**任务要求**
修改下面的全部数据并完整写出：把每一处“Target”换成“Object”，其余内容一字不改。

**所给数据**
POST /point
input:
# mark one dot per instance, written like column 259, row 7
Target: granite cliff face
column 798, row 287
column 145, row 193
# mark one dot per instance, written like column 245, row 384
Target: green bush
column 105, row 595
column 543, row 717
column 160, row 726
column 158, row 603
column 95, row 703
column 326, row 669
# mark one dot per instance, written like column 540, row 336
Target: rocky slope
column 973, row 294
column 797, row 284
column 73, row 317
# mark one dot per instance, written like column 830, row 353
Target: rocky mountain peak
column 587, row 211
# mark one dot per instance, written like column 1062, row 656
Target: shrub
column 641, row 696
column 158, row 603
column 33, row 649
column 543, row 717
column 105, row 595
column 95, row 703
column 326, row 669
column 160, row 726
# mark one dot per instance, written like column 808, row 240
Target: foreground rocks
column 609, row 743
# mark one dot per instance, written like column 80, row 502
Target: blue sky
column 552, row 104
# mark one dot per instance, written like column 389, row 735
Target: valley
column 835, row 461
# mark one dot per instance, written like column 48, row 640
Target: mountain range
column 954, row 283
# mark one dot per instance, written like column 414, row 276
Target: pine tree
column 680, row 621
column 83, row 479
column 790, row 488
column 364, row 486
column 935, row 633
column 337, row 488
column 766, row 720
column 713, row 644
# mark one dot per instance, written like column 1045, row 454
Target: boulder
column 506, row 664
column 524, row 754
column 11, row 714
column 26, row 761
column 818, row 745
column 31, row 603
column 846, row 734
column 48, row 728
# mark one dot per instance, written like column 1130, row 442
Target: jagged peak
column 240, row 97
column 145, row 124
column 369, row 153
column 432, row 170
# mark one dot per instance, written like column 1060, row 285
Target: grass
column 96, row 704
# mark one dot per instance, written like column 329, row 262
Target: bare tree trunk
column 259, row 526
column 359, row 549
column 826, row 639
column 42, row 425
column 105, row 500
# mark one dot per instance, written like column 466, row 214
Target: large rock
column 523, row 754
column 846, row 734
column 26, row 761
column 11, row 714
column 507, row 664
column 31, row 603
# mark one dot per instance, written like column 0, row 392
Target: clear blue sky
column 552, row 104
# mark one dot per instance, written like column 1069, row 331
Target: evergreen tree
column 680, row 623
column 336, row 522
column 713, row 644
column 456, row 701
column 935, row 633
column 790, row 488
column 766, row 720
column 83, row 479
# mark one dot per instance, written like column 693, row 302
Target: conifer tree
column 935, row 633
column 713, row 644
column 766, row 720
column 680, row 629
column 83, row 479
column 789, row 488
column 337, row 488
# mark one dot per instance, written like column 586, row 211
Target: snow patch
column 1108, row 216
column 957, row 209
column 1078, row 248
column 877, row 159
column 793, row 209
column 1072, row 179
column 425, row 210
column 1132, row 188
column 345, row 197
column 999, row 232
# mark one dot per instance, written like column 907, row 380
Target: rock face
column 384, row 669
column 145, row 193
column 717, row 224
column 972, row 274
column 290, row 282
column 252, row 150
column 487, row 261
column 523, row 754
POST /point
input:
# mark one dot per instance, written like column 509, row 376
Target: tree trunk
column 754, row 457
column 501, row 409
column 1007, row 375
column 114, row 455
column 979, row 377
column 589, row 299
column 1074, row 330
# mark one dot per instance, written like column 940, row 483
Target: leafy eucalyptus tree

**完整答案**
POST /point
input:
# mark one dot per instance, written like column 259, row 7
Object: granite cliff face
column 798, row 287
column 145, row 193
# mark one dot per instance, written like column 245, row 384
Object: green bush
column 105, row 595
column 543, row 717
column 160, row 726
column 158, row 603
column 95, row 703
column 326, row 669
# mark one dot per instance, written like column 540, row 336
Object: rocky slope
column 973, row 294
column 797, row 284
column 73, row 317
# mark one dot per instance, written like column 830, row 353
Object: rocky mountain peak
column 587, row 211
# mark one dot per instance, written like column 1062, row 656
Object: shrub
column 641, row 696
column 158, row 603
column 33, row 649
column 543, row 717
column 105, row 595
column 95, row 703
column 326, row 669
column 160, row 726
# mark one dot per instance, written like column 808, row 240
Object: foreground rocks
column 609, row 743
# mark one dot per instance, written like column 80, row 502
Object: blue sky
column 552, row 104
# mark one dot per instance, written like column 389, row 735
Object: valley
column 835, row 461
# mark one dot per instance, written like column 48, row 640
Object: mountain range
column 954, row 283
# mark one dot per instance, written like column 414, row 276
Object: pine tree
column 680, row 621
column 83, row 479
column 790, row 488
column 364, row 486
column 935, row 633
column 337, row 488
column 766, row 720
column 713, row 644
# mark one dot per instance, written like column 1045, row 454
Object: boulder
column 506, row 664
column 524, row 754
column 11, row 714
column 26, row 761
column 818, row 745
column 31, row 603
column 846, row 734
column 48, row 728
# mark one dot per instance, written like column 1130, row 442
Object: jagged peak
column 240, row 97
column 145, row 124
column 369, row 153
column 432, row 170
# mark one dot per instance, written like column 1060, row 285
Object: grass
column 96, row 704
# mark one dot per instance, written like column 329, row 262
Object: bare tree trunk
column 259, row 526
column 359, row 549
column 826, row 639
column 42, row 425
column 105, row 500
# mark one dot per instance, written like column 466, row 214
Object: large rock
column 523, row 754
column 846, row 734
column 26, row 761
column 11, row 714
column 507, row 664
column 31, row 603
# mark one dot per instance, written like column 0, row 392
Object: clear blue sky
column 552, row 104
# mark one dot per instance, written like column 1069, row 331
Object: evergreen tree
column 680, row 623
column 336, row 522
column 713, row 644
column 456, row 701
column 935, row 633
column 790, row 488
column 766, row 720
column 83, row 479
# mark one dot per instance, written like column 693, row 302
Object: conifer tree
column 935, row 633
column 713, row 644
column 766, row 720
column 680, row 629
column 83, row 479
column 789, row 488
column 337, row 488
# mark one dot per instance, written like column 586, row 211
Object: snow patch
column 1108, row 216
column 957, row 209
column 1078, row 248
column 877, row 159
column 793, row 209
column 1072, row 179
column 425, row 210
column 1132, row 188
column 345, row 197
column 999, row 232
# mark one dot per instance, written like column 907, row 380
Object: rock face
column 384, row 669
column 145, row 193
column 717, row 224
column 972, row 274
column 290, row 282
column 252, row 150
column 487, row 261
column 523, row 754
POST /point
input:
# mark one dot per instance, written like column 509, row 376
Object: tree trunk
column 754, row 457
column 501, row 409
column 1007, row 375
column 114, row 455
column 979, row 377
column 589, row 299
column 1074, row 330
# mark one dot per instance, written like column 940, row 483
Object: leafy eucalyptus tree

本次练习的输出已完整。